--- Work to do ---
Write out, word for word, the stretch of the 5th Street Club description below from "During the time" through "light snacks, etc.".

== Source extract ==

The 5th Street Club, LLC is a limited liability company formed under the laws of the State of New Jersey. The Club is a recreation center offering amusement and social activities to members over the age of 21 years. The different activities include: Air Hockey, Billiards, Bridge, Chess, Cigar/Smoking Lounge, Darts, Foosball, Gin Rummy, Ping Pong, Pinochle, Poker, and Television lounge.
During the time spent at the Club, members are permitted to use any of the facilities at no charge. This also includes free refreshments, such as soda, bottled water, coffee, light snacks, etc.
The Club charges monthly, daily or hourly dues to its members for use of the facilities based upon the member's individual preference. The Club anticipates that some of its members will attend the Club infrequently while others may attend almost every day. Members who pay dues on a monthly basis will be allowed to use any of the facilities anytime the Club is open, which at the current time is Thursday and Friday, 4:00 PM to 1:00 AM, Saturday 12:00 PM to 1:00 AM, and Sunday 12:00 PM to 9:00 PM. The members who pay on a daily basis will be permitted to use the facilities from the time they arrive until closing that evening. The members who opt for hourly dues are clocked in and out from the moment they arrive and leave the premises and charged accordingly.

===
== Source excerpt ==

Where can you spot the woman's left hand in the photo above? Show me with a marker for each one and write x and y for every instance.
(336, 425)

===

--- Problem solution ---
During the time spent at the Club, members are permitted to use any of the facilities at no charge. This also includes free refreshments, such as soda, bottled water, coffee, light snacks, etc.